*** THE DATA Section Begins ***
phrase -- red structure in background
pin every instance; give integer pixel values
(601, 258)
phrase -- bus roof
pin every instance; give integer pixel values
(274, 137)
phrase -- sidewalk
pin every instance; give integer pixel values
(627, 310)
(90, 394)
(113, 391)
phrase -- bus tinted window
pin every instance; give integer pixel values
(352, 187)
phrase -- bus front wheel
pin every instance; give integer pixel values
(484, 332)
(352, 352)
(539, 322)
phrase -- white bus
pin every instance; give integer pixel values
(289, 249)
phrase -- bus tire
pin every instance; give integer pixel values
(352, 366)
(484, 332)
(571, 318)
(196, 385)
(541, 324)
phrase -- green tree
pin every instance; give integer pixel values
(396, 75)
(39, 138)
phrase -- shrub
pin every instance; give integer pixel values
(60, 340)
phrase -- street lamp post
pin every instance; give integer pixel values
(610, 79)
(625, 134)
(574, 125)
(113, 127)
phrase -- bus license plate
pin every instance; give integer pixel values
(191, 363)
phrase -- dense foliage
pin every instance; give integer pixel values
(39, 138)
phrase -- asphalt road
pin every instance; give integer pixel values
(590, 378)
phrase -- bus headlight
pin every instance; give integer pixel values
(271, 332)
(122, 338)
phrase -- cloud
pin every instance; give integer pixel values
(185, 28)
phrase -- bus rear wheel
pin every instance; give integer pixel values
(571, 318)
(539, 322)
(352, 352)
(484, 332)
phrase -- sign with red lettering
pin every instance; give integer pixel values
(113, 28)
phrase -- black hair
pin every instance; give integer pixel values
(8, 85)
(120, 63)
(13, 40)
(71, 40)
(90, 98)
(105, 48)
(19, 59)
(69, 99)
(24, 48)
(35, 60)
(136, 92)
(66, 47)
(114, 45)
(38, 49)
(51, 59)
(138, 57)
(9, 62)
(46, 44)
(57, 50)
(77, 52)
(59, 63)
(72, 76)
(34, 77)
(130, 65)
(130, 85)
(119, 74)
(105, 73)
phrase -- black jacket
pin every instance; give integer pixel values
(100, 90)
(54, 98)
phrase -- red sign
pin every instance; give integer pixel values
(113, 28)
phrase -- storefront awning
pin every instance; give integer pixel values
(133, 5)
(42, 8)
*** THE DATA Section Ends ***
PROBLEM TO SOLVE | Every entry must be set down exactly, with nothing left out.

OUTPUT OF THE EXERCISE |
phrase -- red structure in background
pin every instance; give integer pixel values
(601, 258)
phrase -- bus roof
pin every instance; give integer pixel values
(274, 137)
phrase -- sidewalk
pin every instance; give integer pixel values
(627, 310)
(90, 394)
(113, 391)
phrase -- bus tinted window
pin every instance; give integer pixel values
(352, 187)
phrase -- bus front wheel
pin every instance; give integer pixel values
(484, 332)
(352, 352)
(539, 322)
phrase -- white bus
pin every instance; give integer pixel values
(289, 249)
phrase -- bus tire
pin every instance; give integer pixel values
(352, 366)
(484, 332)
(571, 318)
(196, 385)
(541, 324)
phrase -- green tree
pin every instance; give integer pixel values
(396, 75)
(39, 138)
phrase -- shrub
pin every instance; give integer pixel values
(60, 340)
phrase -- street lamp post
pin every instance; give integer pixel values
(610, 79)
(625, 134)
(574, 125)
(113, 127)
phrase -- bus license plate
pin every instance; give integer pixel values
(191, 363)
phrase -- dense foliage
pin every instance; give integer pixel values
(39, 138)
phrase -- asphalt road
pin every instance; give integer pixel values
(590, 378)
phrase -- bus headlight
pin every instance; give integer pixel values
(271, 332)
(122, 338)
phrase -- cloud
pin every instance; give integer pixel values
(185, 28)
phrase -- bus rear wheel
pin every instance; give integer pixel values
(571, 318)
(539, 322)
(352, 352)
(484, 332)
phrase -- sign with red lettering
pin every instance; give integer pixel values
(113, 28)
phrase -- black hair
pin every instance; give integer pixel values
(8, 85)
(120, 63)
(13, 40)
(71, 40)
(90, 98)
(105, 48)
(19, 59)
(69, 99)
(24, 48)
(35, 60)
(136, 92)
(66, 47)
(114, 45)
(38, 49)
(51, 59)
(138, 57)
(9, 62)
(46, 44)
(57, 50)
(77, 52)
(59, 63)
(72, 76)
(34, 77)
(130, 65)
(130, 85)
(119, 74)
(105, 73)
phrase -- black jacket
pin every instance; give integer pixel values
(100, 90)
(54, 98)
phrase -- red sign
pin every instance; give integer pixel values
(113, 28)
phrase -- storefront awning
pin every instance; give integer pixel values
(133, 5)
(42, 8)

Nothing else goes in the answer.